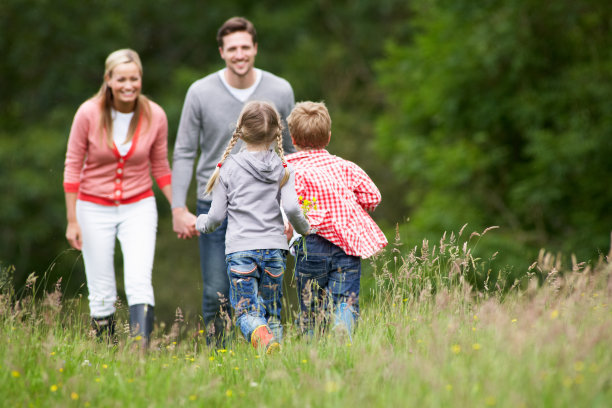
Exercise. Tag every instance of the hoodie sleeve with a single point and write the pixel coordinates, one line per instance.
(291, 207)
(218, 208)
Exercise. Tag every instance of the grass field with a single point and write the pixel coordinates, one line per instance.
(426, 338)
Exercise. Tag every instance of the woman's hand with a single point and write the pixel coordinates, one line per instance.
(73, 235)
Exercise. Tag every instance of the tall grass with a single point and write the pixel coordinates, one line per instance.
(428, 336)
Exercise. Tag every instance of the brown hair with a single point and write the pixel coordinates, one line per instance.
(258, 123)
(309, 125)
(105, 96)
(234, 25)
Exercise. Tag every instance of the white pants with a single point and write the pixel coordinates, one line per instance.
(135, 225)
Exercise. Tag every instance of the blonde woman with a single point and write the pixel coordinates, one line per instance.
(249, 188)
(117, 141)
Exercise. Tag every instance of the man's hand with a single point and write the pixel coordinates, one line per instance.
(183, 223)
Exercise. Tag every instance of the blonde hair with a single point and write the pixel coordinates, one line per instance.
(105, 96)
(309, 124)
(258, 123)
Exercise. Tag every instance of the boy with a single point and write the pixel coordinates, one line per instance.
(328, 261)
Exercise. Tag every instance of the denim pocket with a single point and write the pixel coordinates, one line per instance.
(311, 268)
(245, 269)
(345, 283)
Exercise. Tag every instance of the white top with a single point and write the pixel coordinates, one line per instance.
(121, 124)
(241, 94)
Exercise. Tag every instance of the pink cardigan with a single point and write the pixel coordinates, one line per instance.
(100, 174)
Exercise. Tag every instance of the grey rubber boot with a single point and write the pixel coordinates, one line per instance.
(141, 322)
(104, 327)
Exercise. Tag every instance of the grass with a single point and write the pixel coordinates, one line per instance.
(426, 337)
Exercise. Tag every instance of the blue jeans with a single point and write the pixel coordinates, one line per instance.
(327, 280)
(256, 289)
(215, 293)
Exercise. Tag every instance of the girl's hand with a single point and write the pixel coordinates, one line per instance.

▶ [The request]: Copy out everything from the line containing "Exercise. Tag every instance of the grass with" down to the end of the entries, keeping each line unchanged.

▶ [Answer below]:
Exercise. Tag every instance of the grass with a single point and write the pixel coordinates, one line per instance.
(426, 337)
Exercise. Tag every instance of the blue jeans with a single point and write the pixel coordinates, one line per instance.
(327, 280)
(256, 289)
(215, 293)
Exercise. Tag every instance of the girl's hand with a single point and write the pixel coordinates, one line per instance.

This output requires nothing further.